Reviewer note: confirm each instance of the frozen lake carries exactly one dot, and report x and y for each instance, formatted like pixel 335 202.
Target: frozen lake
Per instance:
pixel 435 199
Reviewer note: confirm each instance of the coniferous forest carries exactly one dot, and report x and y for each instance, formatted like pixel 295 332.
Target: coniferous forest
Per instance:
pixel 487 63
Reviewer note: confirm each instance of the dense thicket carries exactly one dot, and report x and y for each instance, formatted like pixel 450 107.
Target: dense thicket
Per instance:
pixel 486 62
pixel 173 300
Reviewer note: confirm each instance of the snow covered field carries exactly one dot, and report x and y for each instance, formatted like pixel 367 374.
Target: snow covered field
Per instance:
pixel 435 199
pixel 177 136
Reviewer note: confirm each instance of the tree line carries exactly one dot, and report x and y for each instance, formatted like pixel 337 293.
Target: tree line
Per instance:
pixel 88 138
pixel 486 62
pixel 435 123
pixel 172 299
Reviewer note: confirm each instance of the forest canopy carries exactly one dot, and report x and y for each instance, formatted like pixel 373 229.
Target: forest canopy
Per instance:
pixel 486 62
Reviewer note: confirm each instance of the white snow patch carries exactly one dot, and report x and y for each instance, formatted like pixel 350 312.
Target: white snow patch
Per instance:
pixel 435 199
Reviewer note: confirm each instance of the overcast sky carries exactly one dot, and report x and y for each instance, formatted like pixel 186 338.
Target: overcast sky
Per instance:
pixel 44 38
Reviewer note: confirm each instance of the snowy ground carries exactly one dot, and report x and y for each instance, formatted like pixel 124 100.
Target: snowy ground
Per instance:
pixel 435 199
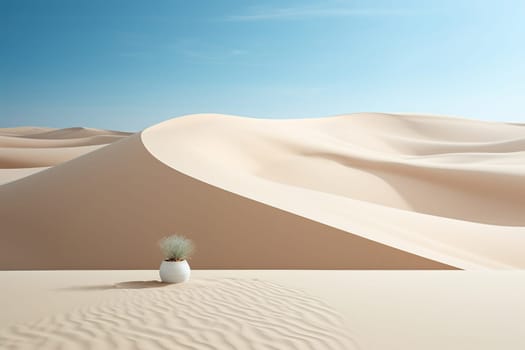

_Description of the task_
Where the word "carries" occurs in a line of the records, copy that line.

_Solution below_
Reviewer note: confirm each instance of the frozen lake carries exactly one dot, and report x and y for each instance, formatted like pixel 335 202.
Reviewer note: confirm each instance of the coniferous forest carries exactly one dot, and report x and y for each instance, formatted like pixel 295 332.
Reviewer note: confirm each instance of the dense thicket carries exactly one dot, and report x and y for each instance, formatted like pixel 450 107.
Reviewer note: confirm each instance of the snow covered field carries exactly one dot, and report x and y for each instance, formatted like pixel 367 374.
Reviewer note: confirm each instance of the tree line carries exactly one dot, and report x and y for each instance, formatted like pixel 337 293.
Reviewer note: confirm each instance of the forest canopy carries exactly one dot, and report x and y for each instance, formatted like pixel 373 229.
Reviewer note: confirm each instance of the white snow patch carries exactly one dot, and report x and y for each instance, formatted like pixel 350 312.
Reviewer note: confirm each instance of the overcast sky carries exactly one dot, and report x and y for each instance, formatted like pixel 186 338.
Reviewer note: confirm each instance of the snowy ground carries exactly one dot, and report x and y for each instance, formatted like pixel 124 100.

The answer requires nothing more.